Rewrite the lines from the one containing "Could you kindly segment every instance of the woman with" through the one containing "M315 110L344 142L345", both included, as a numbered list, and leave out any blank lines.

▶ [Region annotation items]
[Begin]

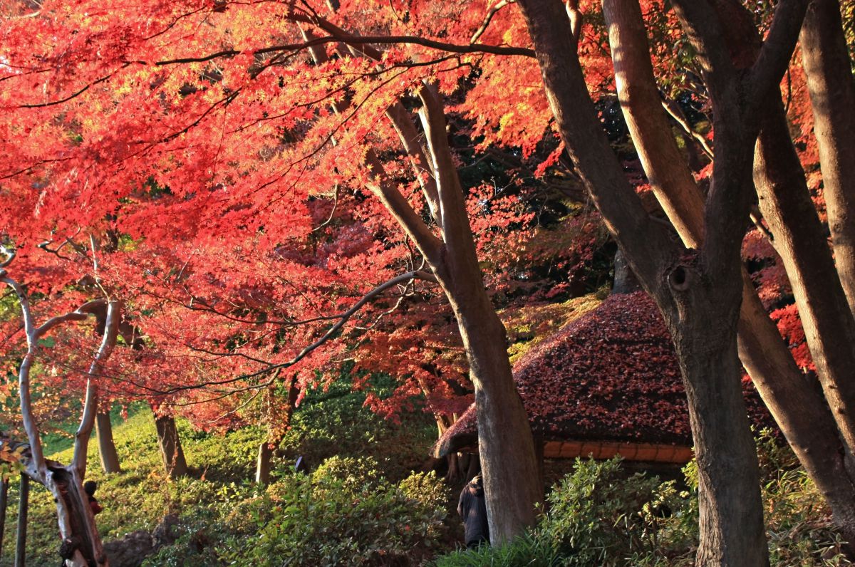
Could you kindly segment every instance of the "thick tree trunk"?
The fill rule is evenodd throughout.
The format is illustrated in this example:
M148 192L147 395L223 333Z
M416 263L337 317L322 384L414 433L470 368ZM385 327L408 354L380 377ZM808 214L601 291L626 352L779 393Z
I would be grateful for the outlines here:
M754 184L775 235L825 399L851 453L855 448L855 318L823 233L805 172L775 93L758 140Z
M456 452L450 452L445 455L445 460L448 462L445 481L449 484L457 484L463 477L463 472L460 467L460 457Z
M181 440L178 436L175 418L172 416L156 416L155 427L157 429L157 444L160 446L163 467L169 478L186 476L190 471L181 449Z
M119 455L115 452L115 442L113 440L113 424L110 422L109 413L98 412L96 416L95 434L98 438L101 468L106 473L121 472Z
M534 505L543 502L543 486L538 482L528 417L508 362L504 327L486 301L483 288L481 291L481 302L469 304L463 298L451 303L475 387L478 453L490 539L496 545L519 535L522 528L534 525Z
M754 440L739 376L735 317L704 301L705 316L671 324L689 401L700 499L699 565L769 564ZM704 311L706 311L704 313ZM738 487L735 490L732 487ZM758 529L759 528L759 529Z
M646 32L635 0L604 0L621 107L633 142L663 209L687 247L703 241L704 202L679 159L663 115ZM616 257L616 286L617 280ZM855 485L844 467L843 447L828 405L796 367L743 270L739 351L766 406L799 461L834 511L846 539L855 541Z
M716 123L722 145L734 147L723 152L714 171L711 195L716 199L707 218L716 223L715 238L708 237L711 244L705 242L701 257L687 256L652 226L622 175L588 97L561 3L519 3L562 139L675 340L703 479L698 564L768 564L757 455L740 387L735 337L741 291L738 227L748 214L745 186L751 174L750 152L740 150L750 150L750 140L739 124ZM732 91L726 94L734 96Z
M269 484L270 482L270 459L273 458L274 449L267 440L258 446L258 457L256 458L256 482L259 484Z
M855 312L855 87L837 0L811 3L799 39L834 261Z

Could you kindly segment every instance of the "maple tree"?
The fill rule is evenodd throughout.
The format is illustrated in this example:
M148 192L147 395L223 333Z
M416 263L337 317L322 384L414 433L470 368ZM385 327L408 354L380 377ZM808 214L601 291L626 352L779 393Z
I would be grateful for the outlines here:
M832 414L826 400L809 392L739 265L740 246L750 245L742 242L752 198L746 189L752 166L746 155L759 128L758 109L779 98L766 91L774 91L783 74L786 45L795 41L798 12L805 3L781 3L776 13L784 16L775 20L782 25L770 27L769 13L760 15L761 29L786 41L778 49L767 38L764 45L773 47L761 48L757 63L747 56L728 62L733 54L722 55L720 44L733 31L699 32L693 22L699 16L683 3L675 3L676 10L645 3L643 20L640 14L622 19L634 3L604 3L604 15L596 3L513 3L4 5L0 104L11 118L0 126L0 147L9 157L0 171L0 230L19 247L16 269L27 274L31 294L68 292L87 274L63 260L63 251L83 246L86 251L81 233L109 241L98 277L123 298L127 317L144 333L146 348L116 350L107 373L109 395L144 398L166 412L178 409L203 428L261 421L271 442L299 401L292 388L317 383L318 369L354 351L364 369L394 369L409 377L392 399L369 399L370 405L388 410L422 393L441 421L461 403L454 384L468 387L465 353L482 423L491 522L498 539L506 539L533 522L533 504L541 495L534 482L517 486L520 478L536 477L529 474L534 451L513 391L504 330L481 279L487 272L494 292L507 271L502 263L519 262L515 251L527 246L525 261L533 262L538 245L535 238L523 241L516 230L522 217L503 212L489 186L462 182L469 164L450 139L463 120L463 135L475 151L508 167L529 168L541 180L534 183L546 180L579 198L575 183L565 181L581 175L665 311L687 380L698 387L687 388L693 422L716 424L694 431L704 447L699 452L709 449L714 456L716 451L718 441L707 440L708 434L740 440L737 466L748 472L716 470L716 459L701 458L704 490L718 486L722 477L743 495L756 485L745 412L740 416L740 369L722 362L734 358L735 335L729 330L735 332L738 321L743 364L846 533L852 526L846 511L855 499L846 476L838 474L846 464L834 457L846 454L838 451L837 439L838 431L846 430L840 418L846 412ZM701 3L697 9L706 10L710 21L720 17L716 10L743 21L734 3L713 4ZM540 8L552 10L554 29L534 25L531 10ZM648 48L625 47L622 42L633 36L623 32L610 38L614 56L610 53L607 38L628 21L652 30L655 71L633 74L640 68L629 55L646 54ZM750 25L751 33L741 34L749 43L758 29ZM554 35L539 35L547 31ZM806 33L803 43L816 43ZM675 42L678 50L670 48ZM530 43L534 50L526 47ZM547 65L550 54L559 52L568 61ZM746 73L753 74L749 80L758 89L741 101L728 97L734 81L742 80L734 78L734 64L740 73L752 69ZM805 62L805 68L809 78L817 76L816 66ZM840 74L831 75L835 73ZM566 74L575 82L561 94L554 81ZM629 100L628 93L639 91L627 89L624 77L633 87L645 81L652 86L647 98ZM642 120L642 115L655 118L663 112L654 77L670 89L665 109L683 128L680 135L697 154L697 167L683 168L671 123ZM646 180L686 248L648 218L650 207L636 197L638 192L643 196L645 180L629 184L596 120L589 95L615 87ZM811 100L823 91L813 88ZM705 133L678 103L687 92L711 116ZM822 106L817 102L812 108ZM775 120L780 127L780 113ZM783 145L775 156L789 151L787 133L770 135L769 144ZM565 148L571 167L563 162ZM713 153L715 160L704 167ZM828 162L823 163L823 174ZM797 162L791 159L789 165ZM705 204L692 169L701 186L711 185ZM775 174L771 167L759 170ZM804 172L792 176L805 179ZM803 186L790 190L801 198L799 220L811 220L815 202L805 200ZM766 224L759 221L750 238L770 231L780 240L779 234L794 227L792 219L773 226L776 213L766 205L775 194L774 187L762 192ZM803 299L811 298L798 291L793 261L812 256L824 262L824 271L814 275L820 280L846 273L831 263L830 253L826 257L817 251L823 248L818 226L810 228L813 239L802 251L779 250L781 261L772 263L775 269L767 269L761 282L769 284L761 286L761 295L775 295L771 280L783 281L786 267L803 319ZM45 240L47 249L38 249ZM845 241L838 236L834 245ZM490 267L478 263L488 254L498 280ZM834 311L845 289L845 284L835 287L836 298L819 304ZM713 316L721 314L711 314L711 305L725 306L726 320ZM787 309L790 315L781 319L792 327L793 308ZM685 310L716 336L699 339L704 329L681 318ZM817 349L846 351L839 342L823 347L821 340L845 342L850 336L846 313L851 311L842 310L832 313L836 327L805 337L827 393L836 387L834 372L846 369L847 358L823 366ZM833 318L828 311L814 316L817 322ZM462 351L439 340L451 337L449 329L457 325ZM701 343L719 346L717 354L700 349L714 360L698 356ZM62 357L72 360L72 355ZM716 377L707 383L728 393L732 415L705 399L705 387L698 386L705 380L699 377L711 374L721 382ZM508 422L516 424L514 439L490 427L503 408L513 416ZM725 540L744 543L753 537L752 548L764 547L756 540L762 527L753 498L739 496L748 503L740 508L744 522L711 519L720 503L705 500L710 507L702 519L711 528L704 531L704 560L721 559L712 534L717 527L727 532ZM734 534L734 525L741 534Z

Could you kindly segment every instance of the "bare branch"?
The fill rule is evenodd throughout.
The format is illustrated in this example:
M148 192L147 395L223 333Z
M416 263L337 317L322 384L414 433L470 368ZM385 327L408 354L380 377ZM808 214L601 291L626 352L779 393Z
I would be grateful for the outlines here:
M486 28L490 26L490 22L492 21L492 16L496 15L496 13L498 12L498 10L502 9L508 4L514 3L516 1L516 0L501 0L501 2L498 4L487 10L486 15L484 16L483 23L481 23L478 30L472 34L472 38L469 39L469 43L474 44L478 41L478 38L481 37L484 32L486 31Z
M86 472L86 456L89 446L89 437L95 424L95 416L98 411L98 383L96 376L101 373L101 367L109 358L115 347L115 340L119 331L119 321L121 319L121 303L110 301L107 304L107 321L104 324L103 338L89 367L89 375L86 378L86 398L83 405L83 415L80 425L74 434L74 452L71 466L77 470L77 474L82 478Z

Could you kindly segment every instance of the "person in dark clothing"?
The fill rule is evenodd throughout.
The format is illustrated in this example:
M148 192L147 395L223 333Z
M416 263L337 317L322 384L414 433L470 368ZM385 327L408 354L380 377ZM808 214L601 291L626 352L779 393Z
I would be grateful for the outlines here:
M481 543L490 543L490 528L486 522L486 502L481 475L475 475L460 492L457 513L463 521L466 546L474 549Z
M95 499L95 491L97 487L98 483L95 481L86 481L83 483L83 492L86 493L86 496L89 498L89 505L92 509L92 514L98 514L103 511L98 501Z

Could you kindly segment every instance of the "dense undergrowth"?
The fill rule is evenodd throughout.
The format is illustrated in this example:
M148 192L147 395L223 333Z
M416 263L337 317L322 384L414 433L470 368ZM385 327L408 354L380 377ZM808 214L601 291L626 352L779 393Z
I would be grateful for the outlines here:
M852 564L829 512L792 452L769 434L758 444L770 561L781 567ZM547 497L538 526L502 547L458 551L434 567L688 567L698 541L694 464L683 482L631 475L619 459L577 459Z
M244 428L223 436L179 422L189 478L162 473L150 412L138 409L116 424L123 472L91 478L104 511L106 540L152 529L175 514L177 540L145 564L687 566L697 545L694 473L660 481L632 474L617 460L579 460L548 497L536 529L510 545L478 551L460 546L456 493L433 474L412 473L435 434L426 416L385 422L361 406L360 394L338 384L312 393L294 416L267 487L250 481L263 432ZM62 440L52 440L53 448ZM758 446L773 565L846 565L828 512L792 453L769 437ZM69 450L54 457L68 460ZM292 471L303 455L311 474ZM11 491L15 509L15 490ZM12 518L10 517L9 520ZM0 564L11 564L14 529L7 530ZM33 488L28 562L58 564L55 510Z

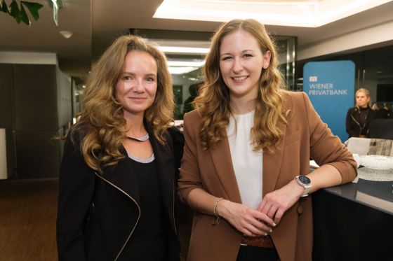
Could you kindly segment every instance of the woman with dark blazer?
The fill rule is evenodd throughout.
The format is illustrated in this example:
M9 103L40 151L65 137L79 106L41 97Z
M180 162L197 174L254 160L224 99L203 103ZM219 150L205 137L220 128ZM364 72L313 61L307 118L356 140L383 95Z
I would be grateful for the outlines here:
M60 167L59 260L179 260L165 56L121 36L93 67Z
M371 108L368 90L359 89L355 93L355 99L356 106L347 113L345 127L349 138L366 138L370 131L370 119L378 118L378 111Z

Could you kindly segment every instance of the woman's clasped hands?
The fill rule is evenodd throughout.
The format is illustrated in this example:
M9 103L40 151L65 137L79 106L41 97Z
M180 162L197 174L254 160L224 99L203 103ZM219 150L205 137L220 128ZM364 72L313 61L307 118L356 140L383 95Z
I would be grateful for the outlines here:
M267 215L252 209L246 205L222 200L217 208L218 213L245 236L267 236L276 226Z

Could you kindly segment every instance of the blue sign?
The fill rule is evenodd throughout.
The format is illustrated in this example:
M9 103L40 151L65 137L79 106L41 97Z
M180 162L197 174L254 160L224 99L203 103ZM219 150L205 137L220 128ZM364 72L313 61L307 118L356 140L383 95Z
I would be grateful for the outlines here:
M315 110L344 142L345 117L354 106L355 64L352 61L310 62L303 68L303 91Z

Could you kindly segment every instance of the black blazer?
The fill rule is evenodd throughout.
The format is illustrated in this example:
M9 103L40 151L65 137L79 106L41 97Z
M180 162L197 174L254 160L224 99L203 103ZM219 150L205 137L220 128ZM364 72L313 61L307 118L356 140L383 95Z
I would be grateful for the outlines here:
M162 146L148 130L168 220L168 260L179 260L175 221L175 166L171 137ZM76 143L79 144L79 143ZM122 152L126 156L126 150ZM95 172L70 138L59 177L57 243L59 260L126 260L127 243L140 215L136 177L129 160ZM154 251L152 249L152 251Z
M349 137L359 137L360 135L368 136L370 119L378 118L378 112L368 107L366 122L363 129L360 127L360 113L357 107L350 108L347 113L345 119L345 128Z

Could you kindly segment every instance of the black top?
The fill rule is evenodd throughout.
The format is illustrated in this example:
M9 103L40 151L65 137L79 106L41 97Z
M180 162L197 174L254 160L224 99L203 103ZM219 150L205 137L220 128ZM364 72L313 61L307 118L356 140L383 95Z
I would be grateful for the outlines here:
M368 137L370 119L375 118L378 118L378 112L370 107L349 108L345 120L345 127L349 138Z
M129 160L139 188L140 218L128 242L128 258L164 261L166 260L164 226L168 221L165 218L155 161L142 163L131 158Z
M137 227L140 227L140 222L144 222L140 218L143 218L145 211L146 203L142 202L145 200L145 192L152 190L159 192L157 202L161 204L160 213L164 212L156 216L165 217L165 232L161 234L165 244L160 245L165 249L159 252L165 253L166 258L159 260L179 260L174 214L176 167L172 141L166 132L166 143L162 145L156 141L149 128L147 129L155 157L152 173L159 181L154 187L158 184L159 189L140 188L141 171L136 171L124 147L121 152L124 159L98 173L86 164L81 155L79 147L83 134L75 134L75 143L71 141L71 136L67 136L59 176L59 261L149 260L149 257L131 258L135 253L130 242L134 240ZM143 237L143 232L138 233L140 239ZM149 232L145 230L145 233ZM154 251L157 249L149 248L149 252Z

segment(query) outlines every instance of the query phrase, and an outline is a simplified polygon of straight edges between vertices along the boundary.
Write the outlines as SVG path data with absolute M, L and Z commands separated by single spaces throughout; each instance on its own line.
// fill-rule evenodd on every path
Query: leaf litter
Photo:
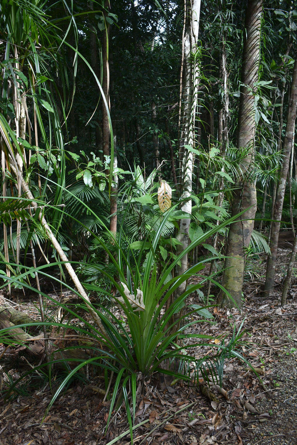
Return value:
M 226 360 L 221 388 L 216 382 L 209 387 L 201 376 L 198 385 L 173 382 L 163 375 L 145 379 L 138 396 L 136 444 L 297 444 L 297 286 L 292 283 L 288 303 L 280 309 L 281 289 L 264 300 L 258 291 L 262 284 L 260 280 L 245 283 L 241 313 L 236 308 L 214 307 L 209 310 L 214 323 L 197 320 L 190 328 L 221 341 L 222 337 L 230 337 L 234 324 L 238 328 L 244 320 L 241 353 L 251 367 L 237 358 Z M 192 295 L 188 303 L 199 303 L 197 296 Z M 30 307 L 32 314 L 32 303 L 23 305 Z M 28 380 L 22 392 L 4 403 L 8 376 L 13 381 L 28 366 L 20 349 L 8 348 L 4 352 L 0 345 L 0 445 L 130 443 L 124 410 L 114 413 L 104 434 L 110 402 L 104 400 L 104 382 L 97 376 L 89 375 L 88 384 L 76 380 L 42 423 L 52 394 L 41 376 L 35 381 Z M 194 347 L 189 352 L 197 357 L 205 353 Z M 53 380 L 54 391 L 59 382 L 55 377 Z

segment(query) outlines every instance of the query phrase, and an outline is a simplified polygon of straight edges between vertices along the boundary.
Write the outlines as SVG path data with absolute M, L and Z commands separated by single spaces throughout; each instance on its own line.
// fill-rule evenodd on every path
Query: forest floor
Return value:
M 146 379 L 136 413 L 135 424 L 142 422 L 134 431 L 136 444 L 297 444 L 296 278 L 288 304 L 280 307 L 282 271 L 289 254 L 289 250 L 280 252 L 271 298 L 264 300 L 261 296 L 263 274 L 259 267 L 254 279 L 251 277 L 245 283 L 245 308 L 241 312 L 214 307 L 214 323 L 197 323 L 191 328 L 196 333 L 216 338 L 225 336 L 228 339 L 234 325 L 238 329 L 244 320 L 241 353 L 259 368 L 261 380 L 245 363 L 234 358 L 226 360 L 222 388 L 213 387 L 208 396 L 193 384 L 180 381 L 172 384 L 158 376 Z M 199 303 L 195 295 L 192 298 L 191 302 Z M 21 306 L 37 313 L 32 301 L 22 302 Z M 0 445 L 130 443 L 123 410 L 112 418 L 104 434 L 110 401 L 103 401 L 100 386 L 104 387 L 104 383 L 98 378 L 89 376 L 86 385 L 76 380 L 44 419 L 52 393 L 45 380 L 36 374 L 4 402 L 5 377 L 9 375 L 15 380 L 20 370 L 26 366 L 28 369 L 30 364 L 25 355 L 15 348 L 4 350 L 0 344 Z M 193 349 L 191 352 L 197 351 Z M 61 381 L 57 377 L 56 380 L 54 376 L 54 390 Z M 113 441 L 125 432 L 116 442 Z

[End]

▶ [Written reply]
1. Could you kindly segment every instance of the woman with dark blazer?
2. The fill rule is evenodd throughout.
3. The format is illustrated in this example:
4. M9 103L40 151L65 137L79 106L41 97Z
5. M180 162L197 174L254 160L224 99L203 103ZM219 150L205 137L220 128ZM364 72L313 61L307 118L356 140L383 95Z
6. I would be grateful for the outlines here:
7. M60 167L59 260L179 260L165 56L121 36L93 67Z
8. M371 108L368 90L359 89L355 93L355 99L356 106L347 113L345 127L349 138L366 138L370 131L370 119L378 118L378 111Z
9. Could you kindly segment every instance of the woman's clasped hands?
10. The fill rule is evenodd throughout.
11. The format is illustrated in this example:
12. M9 103L40 151L65 137L79 106L41 97Z
13. M180 162L197 174L254 160L224 99L203 103ZM219 150L205 137L220 128ZM364 72L313 61L307 118L356 140L383 95Z
14. I would be grateful for the outlines here:
15. M267 215L252 209L246 205L222 200L217 208L218 213L245 236L267 236L276 226Z
16. Could you kindly segment every instance of the blue sign?
17. The fill rule is evenodd throughout.
18. The format is illustrated in this example:
19. M9 103L40 151L65 137L79 106L41 97Z
20. M180 162L197 174L254 160L224 99L203 103ZM219 150L205 137L220 128ZM364 72L313 61L307 118L356 140L383 95Z
21. I would be grateful for the outlines here:
22. M315 110L344 142L345 117L354 106L355 64L352 61L310 62L303 68L303 91Z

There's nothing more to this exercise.